WHAT THE TASK ASKS: Count the lines in the material that contain the string "truck", treating uppercase and lowercase letters as different, and reply with the number alone.

++++++++

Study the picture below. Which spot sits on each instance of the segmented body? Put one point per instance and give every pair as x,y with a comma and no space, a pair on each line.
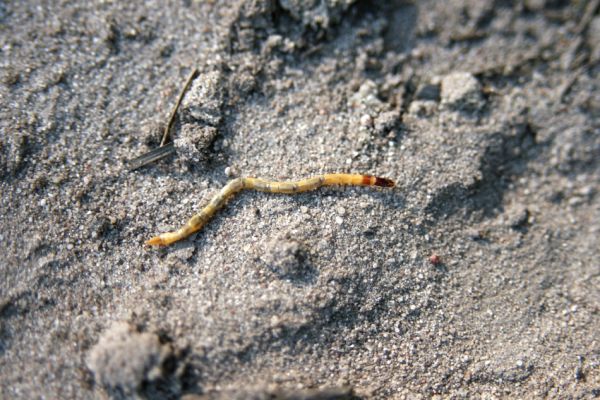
199,220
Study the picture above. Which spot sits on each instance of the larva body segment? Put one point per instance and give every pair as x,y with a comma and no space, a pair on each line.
218,201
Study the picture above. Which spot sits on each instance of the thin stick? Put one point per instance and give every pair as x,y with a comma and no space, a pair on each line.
190,78
199,220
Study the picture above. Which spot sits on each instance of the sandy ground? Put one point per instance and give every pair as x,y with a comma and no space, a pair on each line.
476,277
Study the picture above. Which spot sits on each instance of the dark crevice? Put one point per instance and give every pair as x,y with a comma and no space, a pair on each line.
504,159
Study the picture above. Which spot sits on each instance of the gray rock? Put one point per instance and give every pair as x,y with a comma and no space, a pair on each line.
461,90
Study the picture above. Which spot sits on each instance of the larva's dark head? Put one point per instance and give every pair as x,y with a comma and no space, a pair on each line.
384,182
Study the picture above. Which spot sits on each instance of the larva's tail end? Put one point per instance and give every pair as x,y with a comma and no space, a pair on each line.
156,241
384,182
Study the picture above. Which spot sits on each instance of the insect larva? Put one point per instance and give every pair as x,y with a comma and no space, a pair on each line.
199,220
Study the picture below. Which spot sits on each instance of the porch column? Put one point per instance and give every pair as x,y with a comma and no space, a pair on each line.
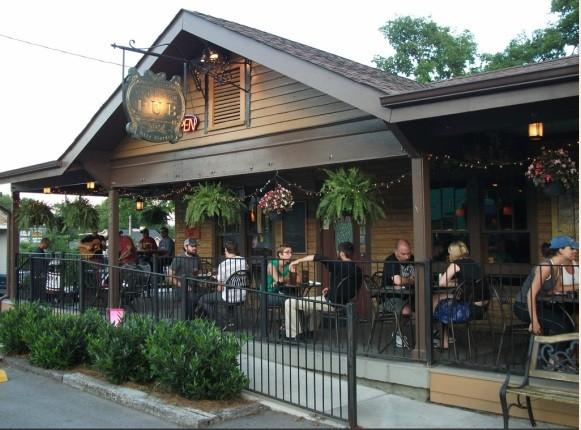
422,244
113,248
13,246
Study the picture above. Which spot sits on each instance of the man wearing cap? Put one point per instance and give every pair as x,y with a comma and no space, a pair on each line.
547,279
186,264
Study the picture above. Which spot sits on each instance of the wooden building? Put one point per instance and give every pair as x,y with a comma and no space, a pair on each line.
448,157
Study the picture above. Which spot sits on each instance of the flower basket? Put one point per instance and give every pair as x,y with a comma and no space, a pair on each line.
553,170
276,201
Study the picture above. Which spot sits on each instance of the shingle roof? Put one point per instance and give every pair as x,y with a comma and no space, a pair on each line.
357,72
511,71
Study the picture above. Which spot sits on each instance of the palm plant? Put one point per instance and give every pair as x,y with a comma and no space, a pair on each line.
213,200
79,214
32,213
348,192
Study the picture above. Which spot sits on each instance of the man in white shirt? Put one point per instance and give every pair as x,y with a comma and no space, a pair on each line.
225,291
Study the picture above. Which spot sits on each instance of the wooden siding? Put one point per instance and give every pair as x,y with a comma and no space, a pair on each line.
277,104
479,391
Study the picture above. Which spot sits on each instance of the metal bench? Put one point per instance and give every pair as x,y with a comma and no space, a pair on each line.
551,373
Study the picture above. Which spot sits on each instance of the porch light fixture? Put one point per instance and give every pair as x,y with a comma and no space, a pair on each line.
535,130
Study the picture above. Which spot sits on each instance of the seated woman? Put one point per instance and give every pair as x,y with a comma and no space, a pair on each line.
466,272
278,273
547,279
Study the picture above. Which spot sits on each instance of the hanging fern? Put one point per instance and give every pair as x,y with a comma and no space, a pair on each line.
213,200
348,192
32,213
79,214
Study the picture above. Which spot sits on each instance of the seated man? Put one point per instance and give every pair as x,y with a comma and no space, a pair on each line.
146,244
232,264
398,272
344,281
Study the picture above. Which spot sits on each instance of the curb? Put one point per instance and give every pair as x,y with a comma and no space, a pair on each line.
136,399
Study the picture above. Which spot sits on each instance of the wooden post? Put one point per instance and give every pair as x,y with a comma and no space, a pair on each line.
113,248
13,246
422,245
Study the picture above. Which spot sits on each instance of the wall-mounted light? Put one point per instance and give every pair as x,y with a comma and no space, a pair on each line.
535,130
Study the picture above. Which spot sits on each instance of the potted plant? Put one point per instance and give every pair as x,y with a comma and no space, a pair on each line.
79,214
31,213
554,171
277,201
348,192
213,200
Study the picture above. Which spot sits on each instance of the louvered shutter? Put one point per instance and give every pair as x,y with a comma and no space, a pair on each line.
227,107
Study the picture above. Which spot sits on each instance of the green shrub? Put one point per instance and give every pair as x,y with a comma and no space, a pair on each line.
59,341
118,352
18,325
196,360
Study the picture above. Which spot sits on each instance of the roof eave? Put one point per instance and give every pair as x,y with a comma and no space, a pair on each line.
498,84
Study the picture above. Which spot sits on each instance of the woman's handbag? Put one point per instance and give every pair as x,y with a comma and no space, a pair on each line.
451,310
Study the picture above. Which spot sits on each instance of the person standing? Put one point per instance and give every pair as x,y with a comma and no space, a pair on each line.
166,249
225,293
39,269
187,264
344,281
398,272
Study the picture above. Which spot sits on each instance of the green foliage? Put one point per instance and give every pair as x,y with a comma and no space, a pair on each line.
425,50
213,200
60,341
196,360
78,215
32,213
18,325
349,192
118,352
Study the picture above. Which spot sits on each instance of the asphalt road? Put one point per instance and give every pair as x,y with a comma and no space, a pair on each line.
32,401
28,400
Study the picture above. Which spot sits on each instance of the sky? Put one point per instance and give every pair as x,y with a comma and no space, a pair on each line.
48,96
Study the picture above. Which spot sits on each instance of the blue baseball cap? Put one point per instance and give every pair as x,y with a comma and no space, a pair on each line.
559,242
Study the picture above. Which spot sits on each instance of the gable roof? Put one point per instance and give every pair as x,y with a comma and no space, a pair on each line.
357,72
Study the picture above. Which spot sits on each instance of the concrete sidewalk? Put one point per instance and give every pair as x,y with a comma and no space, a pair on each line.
376,409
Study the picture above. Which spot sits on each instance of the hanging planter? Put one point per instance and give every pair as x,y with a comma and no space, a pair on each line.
348,192
213,201
32,213
78,215
554,171
554,189
276,201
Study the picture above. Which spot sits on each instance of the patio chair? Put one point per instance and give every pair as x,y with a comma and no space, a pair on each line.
239,279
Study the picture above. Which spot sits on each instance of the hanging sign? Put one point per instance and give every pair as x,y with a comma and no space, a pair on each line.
155,106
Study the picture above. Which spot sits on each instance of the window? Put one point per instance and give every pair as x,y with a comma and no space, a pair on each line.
294,227
505,238
449,218
227,107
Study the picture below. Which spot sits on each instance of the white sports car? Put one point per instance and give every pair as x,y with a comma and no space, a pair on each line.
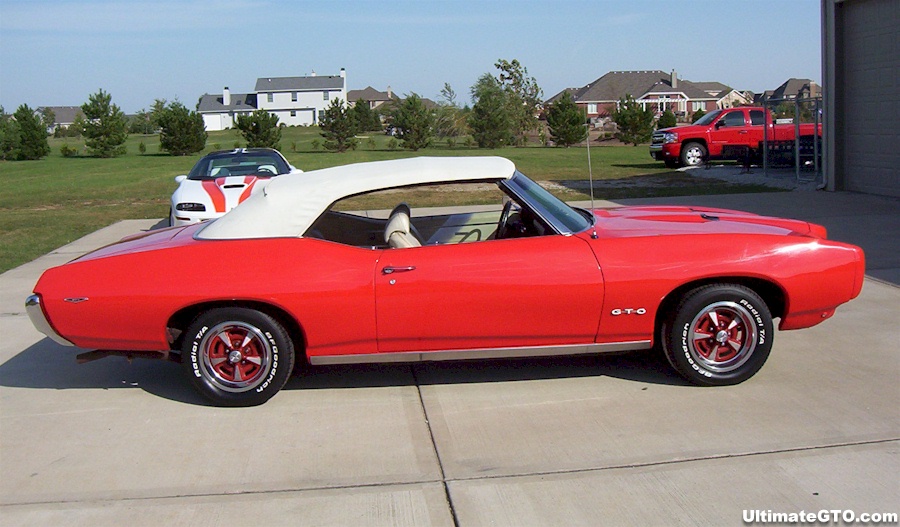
222,180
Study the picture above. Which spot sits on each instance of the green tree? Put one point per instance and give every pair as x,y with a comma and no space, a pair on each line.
182,131
10,139
48,118
337,126
450,120
524,97
489,119
105,127
260,129
32,134
365,117
697,115
635,123
140,123
414,123
566,121
666,120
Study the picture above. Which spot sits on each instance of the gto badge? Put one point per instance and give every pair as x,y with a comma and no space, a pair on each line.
76,300
629,311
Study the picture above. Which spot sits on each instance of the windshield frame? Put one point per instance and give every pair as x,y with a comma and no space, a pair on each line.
708,118
200,171
563,218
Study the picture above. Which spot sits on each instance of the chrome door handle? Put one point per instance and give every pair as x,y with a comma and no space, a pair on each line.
392,270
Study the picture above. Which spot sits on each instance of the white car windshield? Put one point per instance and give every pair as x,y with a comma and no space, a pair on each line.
262,164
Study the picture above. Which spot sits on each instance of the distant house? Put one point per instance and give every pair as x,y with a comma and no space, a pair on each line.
294,100
220,111
64,116
374,97
654,89
797,89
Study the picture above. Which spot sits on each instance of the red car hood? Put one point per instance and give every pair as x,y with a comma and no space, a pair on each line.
650,221
146,241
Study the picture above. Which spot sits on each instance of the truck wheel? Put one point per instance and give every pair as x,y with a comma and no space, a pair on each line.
693,154
719,334
237,356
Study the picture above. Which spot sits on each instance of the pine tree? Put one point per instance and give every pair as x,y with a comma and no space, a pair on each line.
32,134
10,138
490,120
635,122
566,121
105,126
337,127
182,131
260,129
414,123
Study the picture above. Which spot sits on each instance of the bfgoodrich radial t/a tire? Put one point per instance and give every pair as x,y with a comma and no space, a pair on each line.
237,356
719,334
693,154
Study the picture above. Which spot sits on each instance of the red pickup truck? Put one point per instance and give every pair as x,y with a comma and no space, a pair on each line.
732,133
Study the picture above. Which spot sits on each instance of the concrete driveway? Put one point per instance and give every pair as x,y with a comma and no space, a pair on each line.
567,441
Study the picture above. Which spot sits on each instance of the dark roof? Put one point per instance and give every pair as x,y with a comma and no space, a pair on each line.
792,88
616,84
713,88
239,102
324,82
64,114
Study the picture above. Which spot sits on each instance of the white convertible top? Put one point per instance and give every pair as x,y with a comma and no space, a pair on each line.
291,203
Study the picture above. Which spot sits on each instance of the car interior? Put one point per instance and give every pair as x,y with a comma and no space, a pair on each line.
403,227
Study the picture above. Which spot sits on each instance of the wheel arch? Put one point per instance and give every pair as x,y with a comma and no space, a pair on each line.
178,323
771,293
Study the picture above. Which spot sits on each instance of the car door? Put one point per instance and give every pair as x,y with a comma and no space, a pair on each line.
730,129
539,291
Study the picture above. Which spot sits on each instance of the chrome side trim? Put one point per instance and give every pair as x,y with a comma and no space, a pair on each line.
40,322
488,353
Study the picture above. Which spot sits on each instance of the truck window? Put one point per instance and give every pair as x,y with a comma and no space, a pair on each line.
756,117
734,119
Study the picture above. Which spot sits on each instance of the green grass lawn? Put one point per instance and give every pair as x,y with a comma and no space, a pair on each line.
48,203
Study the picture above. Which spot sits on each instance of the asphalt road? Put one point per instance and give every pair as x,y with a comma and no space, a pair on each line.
566,441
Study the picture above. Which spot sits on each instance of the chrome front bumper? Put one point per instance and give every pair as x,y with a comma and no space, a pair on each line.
39,319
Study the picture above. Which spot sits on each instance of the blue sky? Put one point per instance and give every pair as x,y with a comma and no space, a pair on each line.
58,52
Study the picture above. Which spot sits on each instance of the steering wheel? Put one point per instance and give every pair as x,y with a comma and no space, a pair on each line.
502,225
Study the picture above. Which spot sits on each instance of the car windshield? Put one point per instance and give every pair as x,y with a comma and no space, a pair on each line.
263,164
708,118
563,217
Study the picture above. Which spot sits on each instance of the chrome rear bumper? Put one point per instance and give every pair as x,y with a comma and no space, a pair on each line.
39,319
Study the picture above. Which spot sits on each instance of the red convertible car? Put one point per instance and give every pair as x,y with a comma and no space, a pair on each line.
305,271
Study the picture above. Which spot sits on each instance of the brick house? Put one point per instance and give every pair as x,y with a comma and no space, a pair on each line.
655,89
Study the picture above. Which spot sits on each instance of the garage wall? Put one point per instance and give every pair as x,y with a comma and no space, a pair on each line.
866,94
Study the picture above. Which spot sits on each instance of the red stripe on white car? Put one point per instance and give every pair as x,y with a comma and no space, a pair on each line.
213,188
250,181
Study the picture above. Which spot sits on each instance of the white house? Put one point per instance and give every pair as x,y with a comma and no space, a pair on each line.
294,100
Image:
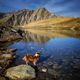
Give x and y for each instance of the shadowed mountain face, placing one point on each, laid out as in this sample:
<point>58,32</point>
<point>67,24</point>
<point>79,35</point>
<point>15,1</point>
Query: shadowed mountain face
<point>25,16</point>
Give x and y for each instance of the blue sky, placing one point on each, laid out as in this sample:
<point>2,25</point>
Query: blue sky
<point>59,7</point>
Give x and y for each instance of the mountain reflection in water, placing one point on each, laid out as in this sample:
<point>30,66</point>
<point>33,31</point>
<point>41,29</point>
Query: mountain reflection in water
<point>59,48</point>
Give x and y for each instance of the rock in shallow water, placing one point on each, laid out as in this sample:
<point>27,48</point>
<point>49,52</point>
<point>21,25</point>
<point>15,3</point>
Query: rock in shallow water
<point>21,72</point>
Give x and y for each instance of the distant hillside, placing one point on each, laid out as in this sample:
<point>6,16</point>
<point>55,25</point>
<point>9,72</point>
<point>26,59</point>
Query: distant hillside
<point>25,16</point>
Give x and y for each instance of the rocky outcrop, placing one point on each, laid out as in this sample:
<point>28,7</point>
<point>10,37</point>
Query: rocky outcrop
<point>21,72</point>
<point>26,16</point>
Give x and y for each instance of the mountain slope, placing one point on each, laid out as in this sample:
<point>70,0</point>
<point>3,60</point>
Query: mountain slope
<point>23,17</point>
<point>57,23</point>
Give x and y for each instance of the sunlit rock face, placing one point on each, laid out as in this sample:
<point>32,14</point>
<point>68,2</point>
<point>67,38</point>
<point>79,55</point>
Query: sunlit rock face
<point>26,16</point>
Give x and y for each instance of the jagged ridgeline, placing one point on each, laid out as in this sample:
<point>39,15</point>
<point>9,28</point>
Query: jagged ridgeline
<point>24,16</point>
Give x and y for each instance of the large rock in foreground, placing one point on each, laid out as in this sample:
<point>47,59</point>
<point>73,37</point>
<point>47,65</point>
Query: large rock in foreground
<point>21,72</point>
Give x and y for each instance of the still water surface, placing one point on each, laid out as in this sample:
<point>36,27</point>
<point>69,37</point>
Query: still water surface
<point>58,48</point>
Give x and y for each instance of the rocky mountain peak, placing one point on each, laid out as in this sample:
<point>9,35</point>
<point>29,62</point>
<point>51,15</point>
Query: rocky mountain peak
<point>25,16</point>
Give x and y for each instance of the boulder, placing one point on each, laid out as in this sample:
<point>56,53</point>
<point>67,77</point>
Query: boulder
<point>21,72</point>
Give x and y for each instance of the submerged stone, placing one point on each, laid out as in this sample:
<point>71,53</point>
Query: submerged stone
<point>21,72</point>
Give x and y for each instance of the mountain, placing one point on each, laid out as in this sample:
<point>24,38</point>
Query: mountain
<point>25,16</point>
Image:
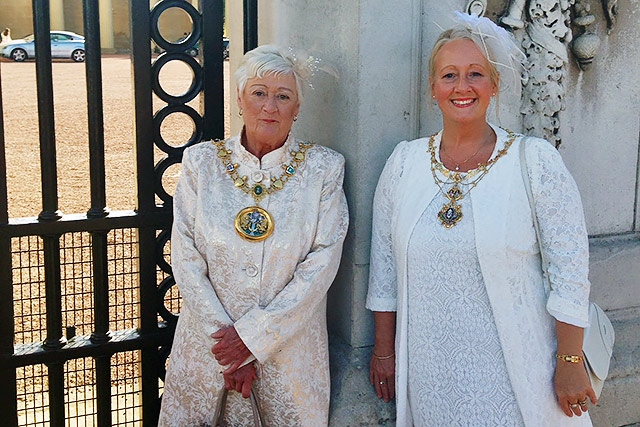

++++++++

SOLUTION: 3